**** Working data
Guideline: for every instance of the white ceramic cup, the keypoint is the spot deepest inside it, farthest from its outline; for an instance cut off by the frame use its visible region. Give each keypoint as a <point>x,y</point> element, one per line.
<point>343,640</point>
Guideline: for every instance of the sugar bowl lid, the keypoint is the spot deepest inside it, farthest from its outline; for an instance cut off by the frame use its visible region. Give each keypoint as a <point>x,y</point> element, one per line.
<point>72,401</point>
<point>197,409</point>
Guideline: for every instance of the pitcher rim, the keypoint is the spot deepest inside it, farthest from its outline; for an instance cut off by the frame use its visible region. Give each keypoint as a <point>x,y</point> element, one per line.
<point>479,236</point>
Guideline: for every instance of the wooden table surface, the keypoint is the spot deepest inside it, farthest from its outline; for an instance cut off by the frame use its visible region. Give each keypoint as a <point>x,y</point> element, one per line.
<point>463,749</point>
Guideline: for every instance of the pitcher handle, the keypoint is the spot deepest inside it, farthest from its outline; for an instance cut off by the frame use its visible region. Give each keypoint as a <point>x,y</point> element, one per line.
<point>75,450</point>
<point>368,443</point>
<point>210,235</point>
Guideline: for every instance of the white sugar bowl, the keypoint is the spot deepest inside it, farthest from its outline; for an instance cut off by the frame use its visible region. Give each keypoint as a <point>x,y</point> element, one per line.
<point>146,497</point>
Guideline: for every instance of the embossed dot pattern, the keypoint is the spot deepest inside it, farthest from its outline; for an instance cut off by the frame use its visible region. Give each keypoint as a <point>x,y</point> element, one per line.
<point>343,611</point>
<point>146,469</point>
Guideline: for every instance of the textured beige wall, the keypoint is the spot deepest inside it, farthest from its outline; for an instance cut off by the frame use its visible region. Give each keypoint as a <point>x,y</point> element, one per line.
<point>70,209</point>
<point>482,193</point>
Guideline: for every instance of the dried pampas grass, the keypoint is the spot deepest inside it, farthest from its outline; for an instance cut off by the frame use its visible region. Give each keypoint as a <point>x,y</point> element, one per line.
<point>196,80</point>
********
#### [What this task involves]
Lay out every line of the data above as a numbered list, omitting any blank lines.

#### [Exercise output]
1. Guideline: for every instance of the white ceramic cup, the keypoint is the spot deepest inside it, farthest from its outline; for an instance cut off by the frame use its visible region. Give each keypoint as a <point>x,y</point> element, one per line.
2. <point>343,640</point>
3. Guideline: for every instance of the sugar bowl lid, the keypoint is the spot deepest inside it, farthest from its outline; for an instance cut off by the frame use its visible region. Give each keypoint as a <point>x,y</point> element, one per line.
4. <point>72,401</point>
5. <point>197,409</point>
6. Guideline: for every instance of the pitcher rim, the keypoint is the spot deepest inside it, farthest from its outline; for an instance cut off by the frame use its visible region. Give each keypoint as a <point>x,y</point> element, one per line.
7. <point>479,236</point>
8. Guideline: for every instance of the wooden table surface, the keypoint is the spot deepest inside it, farthest from its outline; for an instance cut off by the frame use its visible region. Give each keypoint as a <point>x,y</point> element, one per line.
9. <point>463,749</point>
10. Guideline: for every instance of the pitcher handle, the keypoint is the spot deepest inside it, farthest from its outline; for an instance cut off by the frame use its visible region. Give each keypoint as a <point>x,y</point> element, one per line.
11. <point>75,450</point>
12. <point>368,443</point>
13. <point>210,235</point>
14. Guideline: for every instance of the white sugar bowl, the keypoint is the spot deepest inside it, farthest from its outline; for an instance cut off by the frame use its visible region. Give each keypoint as a <point>x,y</point> element, one per line.
15. <point>146,497</point>
16. Guideline: for every instance of the embossed dot pattern, the keypoint is the spot deepest inside it, farthest from its outline; for an instance cut off by the frame use its visible region. Give each keypoint as a <point>x,y</point> element, one per line.
17. <point>343,611</point>
18. <point>146,469</point>
19. Guideline: for every instance of the textured beige wall, the keypoint is the spot deepest inside it, farthest from its outline; for an instance cut off by the frame use its visible region. Give each keypoint as a <point>x,y</point> element, one per line.
20. <point>70,209</point>
21. <point>482,193</point>
22. Guideline: for every instance of the dried pampas grass, the keypoint is the spot deepest inside it, farthest from its outline; for an instance cut off by the frame use its visible region. Give each keypoint as a <point>x,y</point> element, one per line.
23. <point>196,80</point>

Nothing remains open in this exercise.